=== Requirements ===
Change "pin" to "marker" in the lines starting with the line containing "of the snow" and going on through the end of the data. Give those lines again with nothing else altered.

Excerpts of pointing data
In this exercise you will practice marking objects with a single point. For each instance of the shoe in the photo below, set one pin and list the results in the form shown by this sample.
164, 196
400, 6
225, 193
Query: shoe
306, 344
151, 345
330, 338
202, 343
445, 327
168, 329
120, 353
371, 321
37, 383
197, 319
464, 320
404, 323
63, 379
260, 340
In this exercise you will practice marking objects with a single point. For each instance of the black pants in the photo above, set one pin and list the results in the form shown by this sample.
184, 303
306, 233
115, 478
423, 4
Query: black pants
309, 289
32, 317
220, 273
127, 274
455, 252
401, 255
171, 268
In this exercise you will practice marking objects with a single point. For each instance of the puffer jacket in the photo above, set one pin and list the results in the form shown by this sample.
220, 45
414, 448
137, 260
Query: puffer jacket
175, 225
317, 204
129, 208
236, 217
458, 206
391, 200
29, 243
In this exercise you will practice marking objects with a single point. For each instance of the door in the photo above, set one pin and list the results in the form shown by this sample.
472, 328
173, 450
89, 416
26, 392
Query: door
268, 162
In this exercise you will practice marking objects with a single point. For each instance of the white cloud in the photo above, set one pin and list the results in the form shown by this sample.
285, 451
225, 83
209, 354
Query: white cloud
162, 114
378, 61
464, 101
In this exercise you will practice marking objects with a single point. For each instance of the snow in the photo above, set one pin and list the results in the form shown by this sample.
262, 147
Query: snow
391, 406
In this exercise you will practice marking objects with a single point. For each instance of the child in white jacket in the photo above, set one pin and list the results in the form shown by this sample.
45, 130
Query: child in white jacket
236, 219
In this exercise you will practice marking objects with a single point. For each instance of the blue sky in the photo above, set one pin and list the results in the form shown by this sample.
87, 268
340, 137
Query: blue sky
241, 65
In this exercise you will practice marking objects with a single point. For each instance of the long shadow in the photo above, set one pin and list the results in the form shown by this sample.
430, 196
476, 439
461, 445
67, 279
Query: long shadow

=== Reply to the exercise ===
In this exercise you will practice marking objects with a single point. For each instance of the snow in the photo above, set one marker and list the results in the form shown by this sample.
262, 147
Query: snow
391, 406
In this exercise you will practice marking objects with a single point. For each instance of the child in white jacket in the photo above, set one marker and list the results in the form shown by this sample.
45, 130
Query: child in white jacket
236, 219
In this exercise you will practice marking objects with a single point. For each instance of the blue sky in the photo above, set one marker and list the results in the form shown by this sample.
87, 268
340, 137
Query: blue sky
241, 65
In this exercise you will practice marking objects with a single point. For each instance of the long shadow in the photo above, set one marker and list the results in the form shown by this sample.
430, 196
476, 439
461, 445
67, 279
Query: long shadow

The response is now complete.